* SELECTED EXCERPT *
++++

With illness and immaturity issues finally behind her, Guarana’s connections chose a 6 ½-furlong Keeneland dirt sprint for her debut in April. She set an early pace over a sloppy track, led by six lengths coming into the stretch, then drew away from nine other rivals to win by nearly 15 lengths.

Cauthen said Guarana’s team entered the race optimistic because of work she’d done training in tandem with some of Brown’s other fillies. But that sort of dominant victory was a pleasant surprise.

“I think there was a lot of confidence that she would run extremely well, possibly win, if there wasn’t some superstar in there,” Cauthen said. “But we never expected her to win by the distance that she did. She just seemed to thrive in the competition of the race.”

That led into Belmont’s Acorn. Guarana squared off with a field of nine that included Kentucky Oaks hero Serengeti Empress.

Under jockey Jose Ortiz, Guarana stalked pace-setting Serengeti Empress through the early stages. She was nearly even with the Oaks winner at the head of the stretch before she exploded by her.

Guarana drew off for a six-length triumph while setting a new stakes record.

“It was a heck of a race,” Cauthen said. “It really was. It was brilliant.”

Cauthen said Brown and Three Chimneys chairman Goncalo Borges Torrealba are looking at targets for Guarana’s next start. He said the $500,000 Coaching Club American Oaks (G1) on July 20 at Saratoga, a 1 1/8-mile showcase for 3-year-old fillies, is a “logical option.”

Four weeks after that, Saratoga hosts the $600,000 Alabama Stakes (G1) on Aug. 17 for 3-year-old fillies going one furlong further at 1 ¼ miles.

“It’s really all up to Chad at the end of the day, what she’s telling him and how she’s doing and everything else,” Cauthen said. “You’ve got to look at the highest level and those are the highest-level races coming up.”

++++

* DATA SHOWN *
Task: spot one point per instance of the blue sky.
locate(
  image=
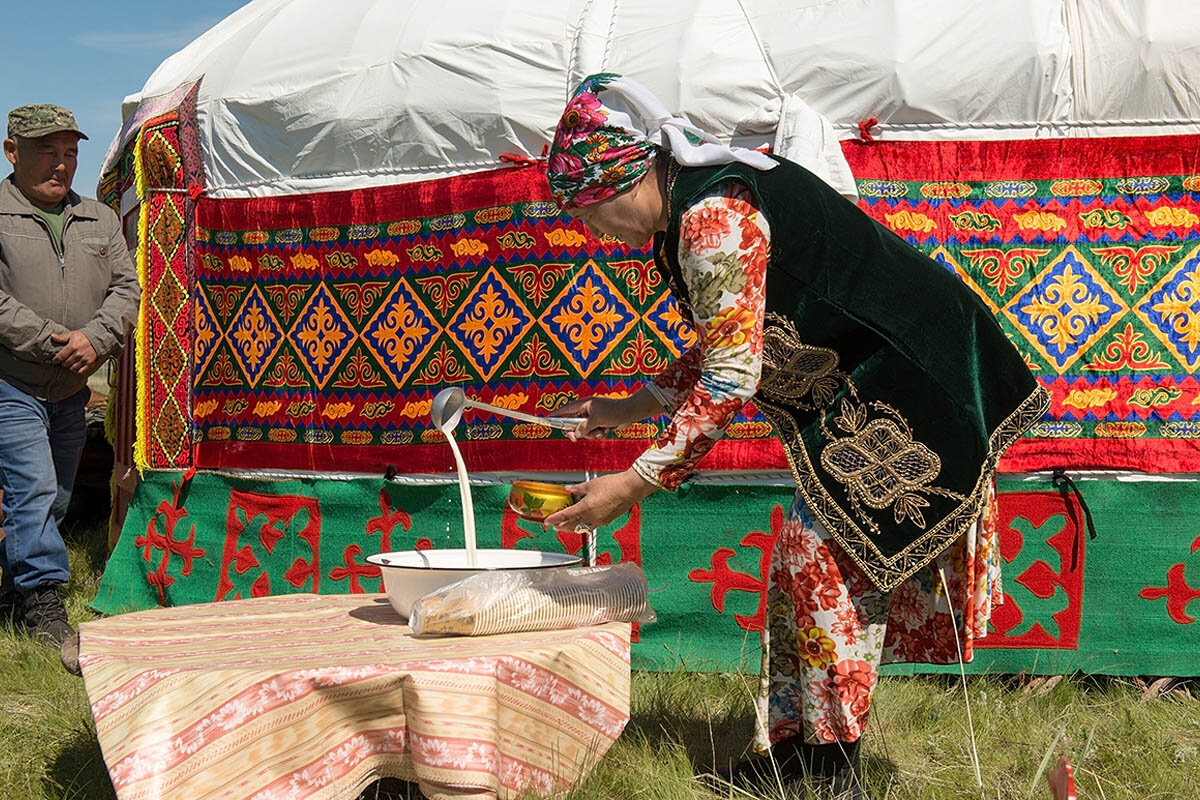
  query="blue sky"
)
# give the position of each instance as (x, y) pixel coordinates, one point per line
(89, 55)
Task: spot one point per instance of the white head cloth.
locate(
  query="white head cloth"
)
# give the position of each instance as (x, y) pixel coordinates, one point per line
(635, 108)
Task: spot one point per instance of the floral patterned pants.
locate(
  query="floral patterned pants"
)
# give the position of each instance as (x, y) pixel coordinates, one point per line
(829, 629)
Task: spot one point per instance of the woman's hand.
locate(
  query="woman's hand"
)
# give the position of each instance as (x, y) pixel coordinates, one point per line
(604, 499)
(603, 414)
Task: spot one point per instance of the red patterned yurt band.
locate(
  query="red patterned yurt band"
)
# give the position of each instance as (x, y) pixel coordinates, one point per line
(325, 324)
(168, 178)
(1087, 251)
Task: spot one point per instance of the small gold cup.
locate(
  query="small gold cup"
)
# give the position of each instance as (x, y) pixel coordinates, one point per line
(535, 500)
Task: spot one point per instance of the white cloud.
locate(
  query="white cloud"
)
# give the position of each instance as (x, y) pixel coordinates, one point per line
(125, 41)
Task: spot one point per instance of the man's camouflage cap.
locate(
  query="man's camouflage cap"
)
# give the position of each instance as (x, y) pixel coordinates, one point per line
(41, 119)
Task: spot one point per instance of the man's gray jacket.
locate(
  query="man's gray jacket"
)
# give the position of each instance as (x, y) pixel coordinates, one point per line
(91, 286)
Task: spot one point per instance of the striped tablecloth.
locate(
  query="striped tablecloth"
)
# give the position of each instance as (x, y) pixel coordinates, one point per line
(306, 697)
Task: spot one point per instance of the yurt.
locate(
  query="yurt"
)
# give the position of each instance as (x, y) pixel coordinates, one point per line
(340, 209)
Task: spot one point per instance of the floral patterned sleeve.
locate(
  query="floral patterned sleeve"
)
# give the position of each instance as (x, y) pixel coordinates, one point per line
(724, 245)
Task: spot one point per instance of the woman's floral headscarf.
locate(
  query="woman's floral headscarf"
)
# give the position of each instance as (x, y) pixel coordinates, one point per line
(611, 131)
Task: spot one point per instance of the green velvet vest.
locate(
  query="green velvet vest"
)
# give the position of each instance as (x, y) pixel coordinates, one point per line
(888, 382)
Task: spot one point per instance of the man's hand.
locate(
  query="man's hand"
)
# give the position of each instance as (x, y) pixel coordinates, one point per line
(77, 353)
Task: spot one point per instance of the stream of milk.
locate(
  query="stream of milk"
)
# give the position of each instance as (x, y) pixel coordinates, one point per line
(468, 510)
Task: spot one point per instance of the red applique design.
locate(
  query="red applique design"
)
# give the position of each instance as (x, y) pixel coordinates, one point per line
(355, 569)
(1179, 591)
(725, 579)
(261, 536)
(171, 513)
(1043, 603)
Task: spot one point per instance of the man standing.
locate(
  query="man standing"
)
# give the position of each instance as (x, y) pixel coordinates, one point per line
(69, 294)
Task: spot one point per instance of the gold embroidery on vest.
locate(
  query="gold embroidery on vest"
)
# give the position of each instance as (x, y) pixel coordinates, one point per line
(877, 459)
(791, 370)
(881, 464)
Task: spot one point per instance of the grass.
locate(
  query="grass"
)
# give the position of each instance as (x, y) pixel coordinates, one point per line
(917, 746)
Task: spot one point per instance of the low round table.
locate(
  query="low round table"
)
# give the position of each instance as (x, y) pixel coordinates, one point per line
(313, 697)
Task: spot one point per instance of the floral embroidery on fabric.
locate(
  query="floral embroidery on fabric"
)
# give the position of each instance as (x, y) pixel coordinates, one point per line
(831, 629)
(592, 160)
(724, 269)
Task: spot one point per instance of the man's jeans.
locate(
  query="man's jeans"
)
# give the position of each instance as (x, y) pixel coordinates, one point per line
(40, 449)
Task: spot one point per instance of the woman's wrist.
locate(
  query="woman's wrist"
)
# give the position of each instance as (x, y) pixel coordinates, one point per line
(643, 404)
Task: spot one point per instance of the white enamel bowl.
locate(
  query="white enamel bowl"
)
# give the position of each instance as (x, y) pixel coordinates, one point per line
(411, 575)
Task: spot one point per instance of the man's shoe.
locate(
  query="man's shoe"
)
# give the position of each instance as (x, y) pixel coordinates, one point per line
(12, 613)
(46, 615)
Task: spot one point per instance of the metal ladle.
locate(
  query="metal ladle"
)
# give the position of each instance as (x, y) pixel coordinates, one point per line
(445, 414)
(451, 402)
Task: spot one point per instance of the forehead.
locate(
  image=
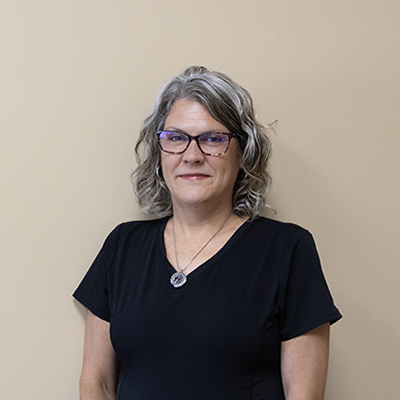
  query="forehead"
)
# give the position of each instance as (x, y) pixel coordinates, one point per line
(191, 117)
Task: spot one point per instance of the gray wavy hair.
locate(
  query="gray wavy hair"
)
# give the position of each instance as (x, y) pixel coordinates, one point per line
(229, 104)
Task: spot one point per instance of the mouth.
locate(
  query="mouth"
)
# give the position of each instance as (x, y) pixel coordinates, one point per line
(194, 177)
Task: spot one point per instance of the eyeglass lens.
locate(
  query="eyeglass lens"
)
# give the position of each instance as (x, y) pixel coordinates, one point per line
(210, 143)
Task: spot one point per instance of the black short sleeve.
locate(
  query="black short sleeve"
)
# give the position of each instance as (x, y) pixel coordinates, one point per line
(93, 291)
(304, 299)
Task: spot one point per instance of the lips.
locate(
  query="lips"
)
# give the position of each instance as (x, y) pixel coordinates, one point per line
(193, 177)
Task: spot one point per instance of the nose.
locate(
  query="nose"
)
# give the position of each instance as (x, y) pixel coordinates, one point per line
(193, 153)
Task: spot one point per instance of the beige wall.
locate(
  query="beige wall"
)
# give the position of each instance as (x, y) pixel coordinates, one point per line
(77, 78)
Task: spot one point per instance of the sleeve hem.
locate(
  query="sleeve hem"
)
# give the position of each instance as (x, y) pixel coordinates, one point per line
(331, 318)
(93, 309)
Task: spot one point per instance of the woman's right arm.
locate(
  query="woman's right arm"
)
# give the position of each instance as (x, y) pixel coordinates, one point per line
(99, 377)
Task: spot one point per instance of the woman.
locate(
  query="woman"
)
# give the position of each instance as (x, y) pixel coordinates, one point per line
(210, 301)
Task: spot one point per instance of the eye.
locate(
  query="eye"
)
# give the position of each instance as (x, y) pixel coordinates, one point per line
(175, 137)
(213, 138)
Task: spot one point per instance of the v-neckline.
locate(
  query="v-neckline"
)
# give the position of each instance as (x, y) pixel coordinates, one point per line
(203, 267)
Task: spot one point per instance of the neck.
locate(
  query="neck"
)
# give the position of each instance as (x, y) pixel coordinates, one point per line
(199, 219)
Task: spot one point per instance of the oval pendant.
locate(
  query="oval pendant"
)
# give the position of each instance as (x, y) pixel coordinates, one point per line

++++

* CHALLENGES *
- a) In the article about Guarana, by how many lengths did she win the Acorn?
- b) Based on the article about Guarana, say whether each statement agrees with it: (i) Guarana's debut race was run over a sloppy track. (ii) Guarana's team expected her to win her debut by the margin she achieved. (iii) The Alabama Stakes is run at 1 1/8 miles.
The listing has nothing to do with the article about Guarana.

* RESPONSES BY TASK *
- a) Six lengths.

- b)
(i) Yes: "She set an early pace over a sloppy track."
(ii) No: "But we never expected her to win by the distance that she did."
(iii) No: "going one furlong further at 1 ¼ miles."